List every line of the data below that contains the string "side", matching case exactly.
## BEGIN Raw data
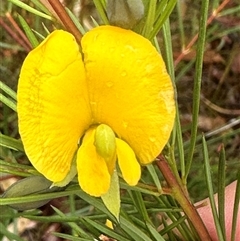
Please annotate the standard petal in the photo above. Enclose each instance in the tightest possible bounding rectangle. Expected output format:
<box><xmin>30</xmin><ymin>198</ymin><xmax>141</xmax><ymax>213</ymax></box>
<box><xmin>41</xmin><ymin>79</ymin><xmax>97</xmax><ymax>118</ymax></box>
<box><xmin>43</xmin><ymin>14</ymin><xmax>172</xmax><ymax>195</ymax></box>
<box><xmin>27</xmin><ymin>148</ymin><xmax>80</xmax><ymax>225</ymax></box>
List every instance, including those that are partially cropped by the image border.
<box><xmin>82</xmin><ymin>26</ymin><xmax>175</xmax><ymax>164</ymax></box>
<box><xmin>18</xmin><ymin>30</ymin><xmax>91</xmax><ymax>182</ymax></box>
<box><xmin>116</xmin><ymin>138</ymin><xmax>141</xmax><ymax>186</ymax></box>
<box><xmin>77</xmin><ymin>129</ymin><xmax>111</xmax><ymax>197</ymax></box>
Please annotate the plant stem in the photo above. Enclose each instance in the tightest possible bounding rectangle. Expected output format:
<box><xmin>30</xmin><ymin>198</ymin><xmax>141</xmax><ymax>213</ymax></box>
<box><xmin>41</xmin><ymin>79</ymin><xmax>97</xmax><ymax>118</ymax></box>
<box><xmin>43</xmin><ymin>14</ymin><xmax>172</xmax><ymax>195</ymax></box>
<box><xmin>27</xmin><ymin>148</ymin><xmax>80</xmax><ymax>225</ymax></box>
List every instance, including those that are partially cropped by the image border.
<box><xmin>48</xmin><ymin>0</ymin><xmax>82</xmax><ymax>44</ymax></box>
<box><xmin>157</xmin><ymin>155</ymin><xmax>211</xmax><ymax>241</ymax></box>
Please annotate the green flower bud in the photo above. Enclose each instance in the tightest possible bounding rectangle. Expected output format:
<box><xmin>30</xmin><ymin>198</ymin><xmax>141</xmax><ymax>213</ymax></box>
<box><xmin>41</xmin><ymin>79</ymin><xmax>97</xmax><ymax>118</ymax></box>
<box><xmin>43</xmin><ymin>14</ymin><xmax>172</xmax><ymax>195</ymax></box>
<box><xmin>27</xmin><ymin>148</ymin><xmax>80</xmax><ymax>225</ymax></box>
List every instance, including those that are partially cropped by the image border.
<box><xmin>94</xmin><ymin>124</ymin><xmax>116</xmax><ymax>172</ymax></box>
<box><xmin>107</xmin><ymin>0</ymin><xmax>144</xmax><ymax>29</ymax></box>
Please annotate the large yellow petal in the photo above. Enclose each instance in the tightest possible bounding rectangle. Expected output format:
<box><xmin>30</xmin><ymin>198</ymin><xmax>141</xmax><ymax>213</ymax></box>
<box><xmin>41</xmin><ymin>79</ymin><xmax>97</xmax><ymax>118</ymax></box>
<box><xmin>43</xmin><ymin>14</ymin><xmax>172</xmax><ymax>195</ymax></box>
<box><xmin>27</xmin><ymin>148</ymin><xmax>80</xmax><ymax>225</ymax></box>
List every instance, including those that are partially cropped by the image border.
<box><xmin>116</xmin><ymin>138</ymin><xmax>141</xmax><ymax>186</ymax></box>
<box><xmin>77</xmin><ymin>129</ymin><xmax>111</xmax><ymax>197</ymax></box>
<box><xmin>18</xmin><ymin>30</ymin><xmax>91</xmax><ymax>182</ymax></box>
<box><xmin>82</xmin><ymin>26</ymin><xmax>175</xmax><ymax>164</ymax></box>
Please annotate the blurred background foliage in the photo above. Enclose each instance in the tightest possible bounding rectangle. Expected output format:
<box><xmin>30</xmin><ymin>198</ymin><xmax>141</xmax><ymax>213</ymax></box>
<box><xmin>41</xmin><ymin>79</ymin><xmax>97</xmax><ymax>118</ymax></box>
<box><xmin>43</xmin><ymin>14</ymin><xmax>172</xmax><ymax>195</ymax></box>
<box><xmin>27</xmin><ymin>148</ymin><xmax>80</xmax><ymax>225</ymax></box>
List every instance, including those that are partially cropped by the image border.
<box><xmin>0</xmin><ymin>0</ymin><xmax>240</xmax><ymax>241</ymax></box>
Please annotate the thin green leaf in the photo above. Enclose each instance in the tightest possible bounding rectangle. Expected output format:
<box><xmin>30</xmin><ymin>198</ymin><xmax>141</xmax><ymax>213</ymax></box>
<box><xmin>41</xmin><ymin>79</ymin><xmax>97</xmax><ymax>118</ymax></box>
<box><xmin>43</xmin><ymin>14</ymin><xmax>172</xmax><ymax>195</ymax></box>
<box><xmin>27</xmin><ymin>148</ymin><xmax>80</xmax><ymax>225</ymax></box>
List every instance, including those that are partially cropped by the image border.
<box><xmin>51</xmin><ymin>232</ymin><xmax>94</xmax><ymax>241</ymax></box>
<box><xmin>146</xmin><ymin>222</ymin><xmax>165</xmax><ymax>241</ymax></box>
<box><xmin>129</xmin><ymin>191</ymin><xmax>151</xmax><ymax>223</ymax></box>
<box><xmin>120</xmin><ymin>216</ymin><xmax>152</xmax><ymax>241</ymax></box>
<box><xmin>183</xmin><ymin>0</ymin><xmax>209</xmax><ymax>183</ymax></box>
<box><xmin>93</xmin><ymin>0</ymin><xmax>109</xmax><ymax>25</ymax></box>
<box><xmin>231</xmin><ymin>170</ymin><xmax>240</xmax><ymax>241</ymax></box>
<box><xmin>218</xmin><ymin>146</ymin><xmax>226</xmax><ymax>240</ymax></box>
<box><xmin>0</xmin><ymin>93</ymin><xmax>17</xmax><ymax>112</ymax></box>
<box><xmin>0</xmin><ymin>133</ymin><xmax>24</xmax><ymax>152</ymax></box>
<box><xmin>149</xmin><ymin>0</ymin><xmax>177</xmax><ymax>39</ymax></box>
<box><xmin>202</xmin><ymin>136</ymin><xmax>224</xmax><ymax>241</ymax></box>
<box><xmin>83</xmin><ymin>217</ymin><xmax>131</xmax><ymax>241</ymax></box>
<box><xmin>65</xmin><ymin>8</ymin><xmax>86</xmax><ymax>35</ymax></box>
<box><xmin>101</xmin><ymin>170</ymin><xmax>121</xmax><ymax>221</ymax></box>
<box><xmin>142</xmin><ymin>0</ymin><xmax>157</xmax><ymax>39</ymax></box>
<box><xmin>147</xmin><ymin>164</ymin><xmax>162</xmax><ymax>193</ymax></box>
<box><xmin>0</xmin><ymin>222</ymin><xmax>24</xmax><ymax>241</ymax></box>
<box><xmin>0</xmin><ymin>81</ymin><xmax>17</xmax><ymax>101</ymax></box>
<box><xmin>8</xmin><ymin>0</ymin><xmax>53</xmax><ymax>20</ymax></box>
<box><xmin>18</xmin><ymin>15</ymin><xmax>39</xmax><ymax>48</ymax></box>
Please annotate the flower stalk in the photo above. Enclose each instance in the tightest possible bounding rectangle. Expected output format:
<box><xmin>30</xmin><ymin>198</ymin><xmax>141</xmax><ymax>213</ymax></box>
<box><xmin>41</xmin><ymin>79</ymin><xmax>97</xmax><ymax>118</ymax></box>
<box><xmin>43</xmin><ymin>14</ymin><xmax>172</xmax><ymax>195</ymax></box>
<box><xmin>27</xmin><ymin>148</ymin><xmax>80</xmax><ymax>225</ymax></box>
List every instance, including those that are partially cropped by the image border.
<box><xmin>156</xmin><ymin>155</ymin><xmax>211</xmax><ymax>241</ymax></box>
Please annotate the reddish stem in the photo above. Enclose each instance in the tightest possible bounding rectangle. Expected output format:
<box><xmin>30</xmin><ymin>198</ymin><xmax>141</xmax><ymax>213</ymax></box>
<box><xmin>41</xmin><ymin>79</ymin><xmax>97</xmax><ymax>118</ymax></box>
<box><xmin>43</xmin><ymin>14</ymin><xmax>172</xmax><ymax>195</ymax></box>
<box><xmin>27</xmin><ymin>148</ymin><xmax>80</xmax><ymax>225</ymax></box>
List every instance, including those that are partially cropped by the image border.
<box><xmin>157</xmin><ymin>155</ymin><xmax>211</xmax><ymax>241</ymax></box>
<box><xmin>174</xmin><ymin>0</ymin><xmax>230</xmax><ymax>67</ymax></box>
<box><xmin>0</xmin><ymin>17</ymin><xmax>32</xmax><ymax>52</ymax></box>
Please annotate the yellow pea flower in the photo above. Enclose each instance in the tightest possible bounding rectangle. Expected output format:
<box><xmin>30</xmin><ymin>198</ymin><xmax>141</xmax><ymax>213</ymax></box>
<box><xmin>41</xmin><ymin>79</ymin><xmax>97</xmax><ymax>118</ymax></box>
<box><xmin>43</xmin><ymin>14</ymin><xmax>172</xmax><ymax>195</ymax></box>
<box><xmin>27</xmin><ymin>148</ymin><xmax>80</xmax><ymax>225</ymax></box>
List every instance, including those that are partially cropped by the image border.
<box><xmin>17</xmin><ymin>26</ymin><xmax>175</xmax><ymax>196</ymax></box>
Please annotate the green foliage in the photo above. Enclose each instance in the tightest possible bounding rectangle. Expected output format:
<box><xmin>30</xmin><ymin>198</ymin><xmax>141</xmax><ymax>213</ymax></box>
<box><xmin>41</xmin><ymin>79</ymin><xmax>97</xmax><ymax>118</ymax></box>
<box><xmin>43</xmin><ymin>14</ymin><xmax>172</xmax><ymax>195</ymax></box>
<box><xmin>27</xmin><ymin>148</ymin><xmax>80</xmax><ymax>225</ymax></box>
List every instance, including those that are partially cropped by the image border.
<box><xmin>0</xmin><ymin>0</ymin><xmax>240</xmax><ymax>241</ymax></box>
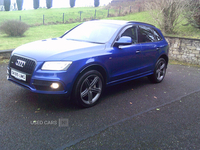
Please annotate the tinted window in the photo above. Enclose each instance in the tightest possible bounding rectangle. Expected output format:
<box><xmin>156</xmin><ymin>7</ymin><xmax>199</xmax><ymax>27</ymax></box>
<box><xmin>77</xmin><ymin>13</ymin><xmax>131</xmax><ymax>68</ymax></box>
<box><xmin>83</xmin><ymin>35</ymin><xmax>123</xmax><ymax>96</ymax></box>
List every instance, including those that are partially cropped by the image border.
<box><xmin>152</xmin><ymin>29</ymin><xmax>162</xmax><ymax>41</ymax></box>
<box><xmin>138</xmin><ymin>26</ymin><xmax>157</xmax><ymax>43</ymax></box>
<box><xmin>121</xmin><ymin>27</ymin><xmax>137</xmax><ymax>43</ymax></box>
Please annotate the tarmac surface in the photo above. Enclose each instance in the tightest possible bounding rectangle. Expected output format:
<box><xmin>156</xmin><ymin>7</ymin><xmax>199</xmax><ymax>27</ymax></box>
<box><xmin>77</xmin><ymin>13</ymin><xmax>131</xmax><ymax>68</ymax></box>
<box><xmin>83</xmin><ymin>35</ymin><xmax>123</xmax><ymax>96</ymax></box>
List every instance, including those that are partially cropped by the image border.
<box><xmin>0</xmin><ymin>60</ymin><xmax>200</xmax><ymax>150</ymax></box>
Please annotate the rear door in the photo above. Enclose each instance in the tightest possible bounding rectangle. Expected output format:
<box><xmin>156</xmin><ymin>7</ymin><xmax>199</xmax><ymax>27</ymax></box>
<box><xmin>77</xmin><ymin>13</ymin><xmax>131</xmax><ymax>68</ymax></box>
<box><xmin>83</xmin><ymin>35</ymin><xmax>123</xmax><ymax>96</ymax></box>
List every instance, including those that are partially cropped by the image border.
<box><xmin>138</xmin><ymin>25</ymin><xmax>162</xmax><ymax>73</ymax></box>
<box><xmin>109</xmin><ymin>25</ymin><xmax>143</xmax><ymax>81</ymax></box>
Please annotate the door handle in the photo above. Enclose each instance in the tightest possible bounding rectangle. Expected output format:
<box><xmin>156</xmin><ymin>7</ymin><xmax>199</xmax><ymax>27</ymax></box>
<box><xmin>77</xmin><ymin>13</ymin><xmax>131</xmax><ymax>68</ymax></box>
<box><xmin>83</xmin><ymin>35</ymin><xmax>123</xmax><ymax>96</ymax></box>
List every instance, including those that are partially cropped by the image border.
<box><xmin>135</xmin><ymin>50</ymin><xmax>141</xmax><ymax>54</ymax></box>
<box><xmin>156</xmin><ymin>47</ymin><xmax>160</xmax><ymax>51</ymax></box>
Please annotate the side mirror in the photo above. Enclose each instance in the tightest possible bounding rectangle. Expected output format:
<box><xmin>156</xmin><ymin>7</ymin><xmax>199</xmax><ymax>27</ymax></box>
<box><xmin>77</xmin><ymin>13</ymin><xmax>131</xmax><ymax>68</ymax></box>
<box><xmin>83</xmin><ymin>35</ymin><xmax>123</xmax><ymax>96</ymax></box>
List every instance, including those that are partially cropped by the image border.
<box><xmin>114</xmin><ymin>36</ymin><xmax>132</xmax><ymax>47</ymax></box>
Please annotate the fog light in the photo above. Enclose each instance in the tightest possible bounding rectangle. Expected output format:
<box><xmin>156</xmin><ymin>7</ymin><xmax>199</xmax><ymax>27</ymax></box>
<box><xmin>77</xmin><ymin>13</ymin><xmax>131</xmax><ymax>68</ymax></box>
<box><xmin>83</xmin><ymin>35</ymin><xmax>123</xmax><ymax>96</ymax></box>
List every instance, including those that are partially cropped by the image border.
<box><xmin>50</xmin><ymin>83</ymin><xmax>60</xmax><ymax>89</ymax></box>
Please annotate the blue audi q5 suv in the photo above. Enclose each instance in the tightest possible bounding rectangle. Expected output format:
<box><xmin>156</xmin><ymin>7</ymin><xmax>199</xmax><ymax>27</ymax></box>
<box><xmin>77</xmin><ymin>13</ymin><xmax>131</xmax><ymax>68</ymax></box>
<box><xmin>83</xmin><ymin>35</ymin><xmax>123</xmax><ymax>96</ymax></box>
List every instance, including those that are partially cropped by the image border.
<box><xmin>7</xmin><ymin>20</ymin><xmax>169</xmax><ymax>107</ymax></box>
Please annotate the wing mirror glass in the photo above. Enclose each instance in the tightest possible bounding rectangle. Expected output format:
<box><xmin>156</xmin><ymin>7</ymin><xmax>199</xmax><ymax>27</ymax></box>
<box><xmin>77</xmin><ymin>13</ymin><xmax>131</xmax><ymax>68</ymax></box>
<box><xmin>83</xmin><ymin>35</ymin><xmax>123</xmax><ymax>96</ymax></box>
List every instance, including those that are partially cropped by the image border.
<box><xmin>114</xmin><ymin>36</ymin><xmax>132</xmax><ymax>47</ymax></box>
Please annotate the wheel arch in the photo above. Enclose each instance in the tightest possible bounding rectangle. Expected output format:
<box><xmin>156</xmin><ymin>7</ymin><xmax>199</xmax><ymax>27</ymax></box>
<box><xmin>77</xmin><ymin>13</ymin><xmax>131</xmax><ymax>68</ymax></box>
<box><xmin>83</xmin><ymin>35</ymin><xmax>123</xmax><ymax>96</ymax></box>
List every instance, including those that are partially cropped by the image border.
<box><xmin>158</xmin><ymin>54</ymin><xmax>169</xmax><ymax>65</ymax></box>
<box><xmin>77</xmin><ymin>64</ymin><xmax>107</xmax><ymax>84</ymax></box>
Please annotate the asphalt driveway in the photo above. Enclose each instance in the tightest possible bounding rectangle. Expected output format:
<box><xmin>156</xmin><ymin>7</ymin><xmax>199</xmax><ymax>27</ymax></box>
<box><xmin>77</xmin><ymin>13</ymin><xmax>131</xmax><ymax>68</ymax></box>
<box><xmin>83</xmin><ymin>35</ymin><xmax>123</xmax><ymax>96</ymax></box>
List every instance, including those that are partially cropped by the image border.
<box><xmin>0</xmin><ymin>60</ymin><xmax>200</xmax><ymax>150</ymax></box>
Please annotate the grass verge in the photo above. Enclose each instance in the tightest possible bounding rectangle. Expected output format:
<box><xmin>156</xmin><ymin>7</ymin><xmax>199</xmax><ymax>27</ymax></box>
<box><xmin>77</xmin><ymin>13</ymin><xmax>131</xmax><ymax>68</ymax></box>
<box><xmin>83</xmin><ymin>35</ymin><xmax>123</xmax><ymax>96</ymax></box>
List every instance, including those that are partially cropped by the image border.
<box><xmin>0</xmin><ymin>8</ymin><xmax>200</xmax><ymax>50</ymax></box>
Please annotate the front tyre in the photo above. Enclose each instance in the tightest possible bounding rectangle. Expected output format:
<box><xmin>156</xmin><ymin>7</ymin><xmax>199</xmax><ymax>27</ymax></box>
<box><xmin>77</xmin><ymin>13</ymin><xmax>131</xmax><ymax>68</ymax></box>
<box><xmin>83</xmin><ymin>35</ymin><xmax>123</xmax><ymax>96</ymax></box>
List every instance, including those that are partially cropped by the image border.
<box><xmin>73</xmin><ymin>70</ymin><xmax>104</xmax><ymax>107</ymax></box>
<box><xmin>148</xmin><ymin>58</ymin><xmax>167</xmax><ymax>83</ymax></box>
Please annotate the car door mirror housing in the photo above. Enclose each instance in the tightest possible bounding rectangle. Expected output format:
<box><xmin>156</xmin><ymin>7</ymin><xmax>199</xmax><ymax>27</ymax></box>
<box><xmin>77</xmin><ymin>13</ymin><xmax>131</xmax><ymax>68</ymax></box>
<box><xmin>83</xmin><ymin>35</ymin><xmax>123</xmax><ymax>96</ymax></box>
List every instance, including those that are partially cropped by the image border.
<box><xmin>114</xmin><ymin>36</ymin><xmax>132</xmax><ymax>47</ymax></box>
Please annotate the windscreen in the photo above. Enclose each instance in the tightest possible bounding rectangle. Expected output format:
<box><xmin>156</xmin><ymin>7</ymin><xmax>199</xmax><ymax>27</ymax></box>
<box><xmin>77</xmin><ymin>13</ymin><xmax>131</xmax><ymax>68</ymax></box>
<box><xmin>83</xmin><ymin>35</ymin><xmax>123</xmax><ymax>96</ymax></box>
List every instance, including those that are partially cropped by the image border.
<box><xmin>63</xmin><ymin>22</ymin><xmax>117</xmax><ymax>44</ymax></box>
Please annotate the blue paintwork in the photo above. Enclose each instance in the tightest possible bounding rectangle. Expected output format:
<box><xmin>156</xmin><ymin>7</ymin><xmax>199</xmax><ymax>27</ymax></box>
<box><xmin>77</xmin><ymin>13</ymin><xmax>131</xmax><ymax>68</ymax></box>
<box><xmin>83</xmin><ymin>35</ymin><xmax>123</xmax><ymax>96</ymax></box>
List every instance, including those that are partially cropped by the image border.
<box><xmin>8</xmin><ymin>21</ymin><xmax>168</xmax><ymax>95</ymax></box>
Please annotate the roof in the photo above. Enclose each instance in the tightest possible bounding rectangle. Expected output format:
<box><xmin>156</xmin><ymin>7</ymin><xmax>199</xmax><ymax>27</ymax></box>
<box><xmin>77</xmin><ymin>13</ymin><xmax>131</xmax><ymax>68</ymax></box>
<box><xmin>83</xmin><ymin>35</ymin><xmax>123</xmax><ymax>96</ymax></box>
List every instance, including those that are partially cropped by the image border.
<box><xmin>92</xmin><ymin>20</ymin><xmax>155</xmax><ymax>27</ymax></box>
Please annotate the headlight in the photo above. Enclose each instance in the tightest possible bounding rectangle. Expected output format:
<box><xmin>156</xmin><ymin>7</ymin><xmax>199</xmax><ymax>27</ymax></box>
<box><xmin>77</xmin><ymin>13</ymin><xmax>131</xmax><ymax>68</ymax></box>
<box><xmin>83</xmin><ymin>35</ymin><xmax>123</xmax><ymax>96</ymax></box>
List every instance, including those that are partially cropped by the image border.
<box><xmin>42</xmin><ymin>61</ymin><xmax>72</xmax><ymax>71</ymax></box>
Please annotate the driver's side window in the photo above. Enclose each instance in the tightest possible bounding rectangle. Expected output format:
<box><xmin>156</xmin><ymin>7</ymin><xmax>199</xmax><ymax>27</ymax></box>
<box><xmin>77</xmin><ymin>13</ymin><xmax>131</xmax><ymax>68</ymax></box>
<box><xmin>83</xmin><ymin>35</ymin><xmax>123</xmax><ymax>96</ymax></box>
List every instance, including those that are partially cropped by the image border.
<box><xmin>121</xmin><ymin>27</ymin><xmax>137</xmax><ymax>44</ymax></box>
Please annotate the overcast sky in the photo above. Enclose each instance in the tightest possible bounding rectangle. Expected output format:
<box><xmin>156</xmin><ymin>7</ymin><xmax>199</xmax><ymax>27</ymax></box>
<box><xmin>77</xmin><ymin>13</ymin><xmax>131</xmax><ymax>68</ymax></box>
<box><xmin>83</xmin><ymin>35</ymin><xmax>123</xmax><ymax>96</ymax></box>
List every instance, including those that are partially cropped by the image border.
<box><xmin>11</xmin><ymin>0</ymin><xmax>112</xmax><ymax>9</ymax></box>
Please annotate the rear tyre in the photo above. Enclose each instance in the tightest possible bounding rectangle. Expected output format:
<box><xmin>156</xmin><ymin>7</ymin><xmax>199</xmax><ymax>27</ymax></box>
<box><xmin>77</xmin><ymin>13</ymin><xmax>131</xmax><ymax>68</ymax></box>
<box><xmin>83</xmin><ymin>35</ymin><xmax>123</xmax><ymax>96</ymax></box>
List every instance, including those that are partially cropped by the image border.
## END Raw data
Final result
Please annotate the side mirror in the photo above. Enclose each instance in the tightest possible bounding rectangle. Expected output format:
Please annotate the driver's side window in the photo above. Enclose each instance in the tightest possible bounding rectangle. Expected output format:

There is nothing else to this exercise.